*Testo fornito*:
L’appuntamento periodico del Club presieduto dall’Avv. Flavio Nuti, che unisce il momento conviviale a quello associativo ed alle conferenze ed agli incontri di approfondimento legate alla cultura ed agli sport internazionali, nei loro aspetti indissociabili, si è sviluppato sul racconto documentale ed esperienziale, incalzante e privo di retorica, che ha calato nel fascino del mare e nei suoi pericoli e regole, quando le ricerche archeologiche si “giocano” sui fondali marini, nella descrizione dei protagonisti degli scavi subacquei, in specifico, sul relitto romano dei dolia, gli enormi contenitori a forma globulare o troncoconica, adibiti al trasporto di generi alimentari e vino, conservati dalle acque profonde per duemila anni, ancora con coperchi e quasi tutti integri.
Oltre i 50 metri di profondità, quella profondità “non raggiungibile dai ladri”, è adagiato, a 65 metri, il relitto di Punta del Nasuto, in loc. Marciana Marina dell’Isola d’Elba, che conteneva i “dolia”, impiegati per il trasporto di vino dall’Italia centrale verso la Gallia, esordisce Pamela Gambogi, quei “doli posti quasi sicuramente sulla nave nel momento in cui la si costruiva” secondo il sistema a chiglia. Data la profondità, si tratta di relitti “abbastanza rari”, raggiungibili con modalità e tecnologie sofisticate, che scoraggia gli atti stessi di depredazione, per cui ancora conservano resti preziosi per il patrimonio archeologico, anche se le navi, una volta sedimentate sul fondo, iniziano la loro distruzione.
“In questo tipo di spedizione”, prosegue la Dottoressa Gambogi, “è molto importante che la barca sia ancorata”, e seguono nell’interessante intervento, gli appunti di archeologia, la distinzione tra le navi medievali i cui depositi di ceramica lasciano poca traccia di sé, e quelle romane, nella considerazione dell’incredibile risorsa rappresentata dal mare della Toscana, “frequentatissimo” già dall’antichità, nel delinearsi di un ritratto del mare però anche quale “conservatore gelosissimo di ciò che accoglie dentro di sé”.

*Dati forniti*:
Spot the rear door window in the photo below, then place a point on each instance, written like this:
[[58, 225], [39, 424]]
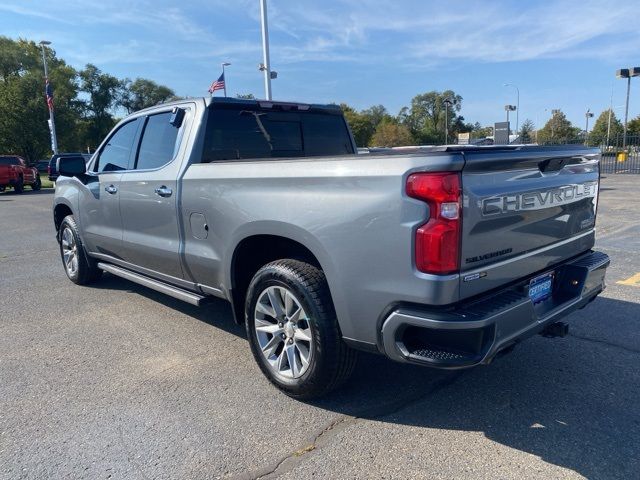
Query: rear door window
[[116, 154], [235, 134], [159, 142]]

*Esercizi*:
(1) Secondo il testo sul relitto romano dei dolia, perché i relitti che giacciono oltre i 50 metri di profondità conservano ancora resti preziosi? Spiegalo in una, due o tre frasi.
(2) Per favore, riscrivi dal testo sul relitto romano dei dolia il passo che comincia con "Oltre i 50 metri" e va avanti fino a "la loro distruzione.", sostituendo "Gallia" con "Spagna".

*Risposte in sequenza*:
(1) Questi relitti si possono raggiungere solo con modalità e tecnologie sofisticate. Ciò scoraggia gli atti di depredazione, e per questo conservano ancora resti preziosi per il patrimonio archeologico.

(2)
Oltre i 50 metri di profondità, quella profondità “non raggiungibile dai ladri”, è adagiato, a 65 metri, il relitto di Punta del Nasuto, in loc. Marciana Marina dell’Isola d’Elba, che conteneva i “dolia”, impiegati per il trasporto di vino dall’Italia centrale verso la Spagna, esordisce Pamela Gambogi, quei “doli posti quasi sicuramente sulla nave nel momento in cui la si costruiva” secondo il sistema a chiglia. Data la profondità, si tratta di relitti “abbastanza rari”, raggiungibili con modalità e tecnologie sofisticate, che scoraggia gli atti stessi di depredazione, per cui ancora conservano resti preziosi per il patrimonio archeologico, anche se le navi, una volta sedimentate sul fondo, iniziano la loro distruzione.